▶ [Excerpted passage]
The last vote, held in December, fell agonising close with just 62 votes the difference between a yes and no vote and the department's management are hoping a larger turnout over the coming days will get their proposal over the line.
But unions have kept up the pressure for a no vote with the CPSU campaigning hard and telling Agriculture public servants that under the new proposal, entry-level vets would be paid tens of thousands of dollars less, mothers would lose the right to lactation breaks and hundreds of airport staff are likely to lose pay.
"The Department has focused on pay, moving more of the paltry pay rises to the front of the agreement (just a week after claiming that they were unable to)," the latest union bulletin said.
"It's still a bad pay offer that represents less than 1.3 per cent per annum when delays are factored in, but this is not just about money
"Most of the Department's proposed cuts save no money, so retaining them also costs nothing.
"Attacks on job security, consultation, representation rights, half-pay carer's leave, etc, only impose a cost on the dignity of the department's employees."
The department said on Friday that there were key differences between the new proposal and the one rejected in December.
A spokesperson said the pay deal would now be front-loaded so it paid 3 per cent on commencement with another 2 per cent 12 months later and 1 per cent more in year three.
The department added that it had now confirmed its commitment to communicate and consult with workers when "when implementing and applying the agreement" and flexible working arrangements "to assist balancing personal and work commitments".
Assistant secretary of the department's Biosecurity Animal Division Tim Chapman has also hit out at criticism of the new veterinary structure which will see the vets' workforce split in two and a new pay scale with entry level vets paid $21,000 less than they are at present
"The department is proposing a veterinarian structure which will support a better career path for our vets, as well as better prospects for promotion," Mr Chapman said.
"This includes a specific veterinary position for recently graduated or inexperienced vets which is not currently available.
"Vets at this level will be paid more than $20,000 above the national average for recently qualified vets."

▶ [Supplied information]
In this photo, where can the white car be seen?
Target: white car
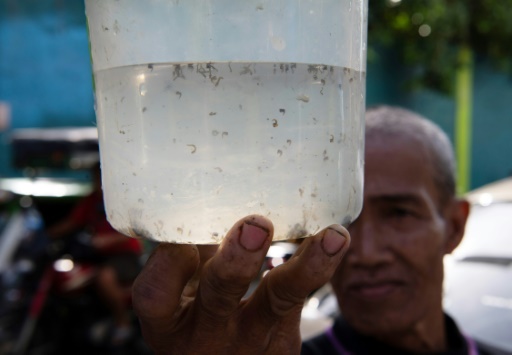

▶ [Problem statement]
Please reproduce the stretch of the passage on the Agriculture department's pay vote from "Assistant secretary of" through "Mr Chapman said.". The material plays no part in what follows.

▶ [Task answer]
Assistant secretary of the department's Biosecurity Animal Division Tim Chapman has also hit out at criticism of the new veterinary structure which will see the vets' workforce split in two and a new pay scale with entry level vets paid $21,000 less than they are at present
"The department is proposing a veterinarian structure which will support a better career path for our vets, as well as better prospects for promotion," Mr Chapman said.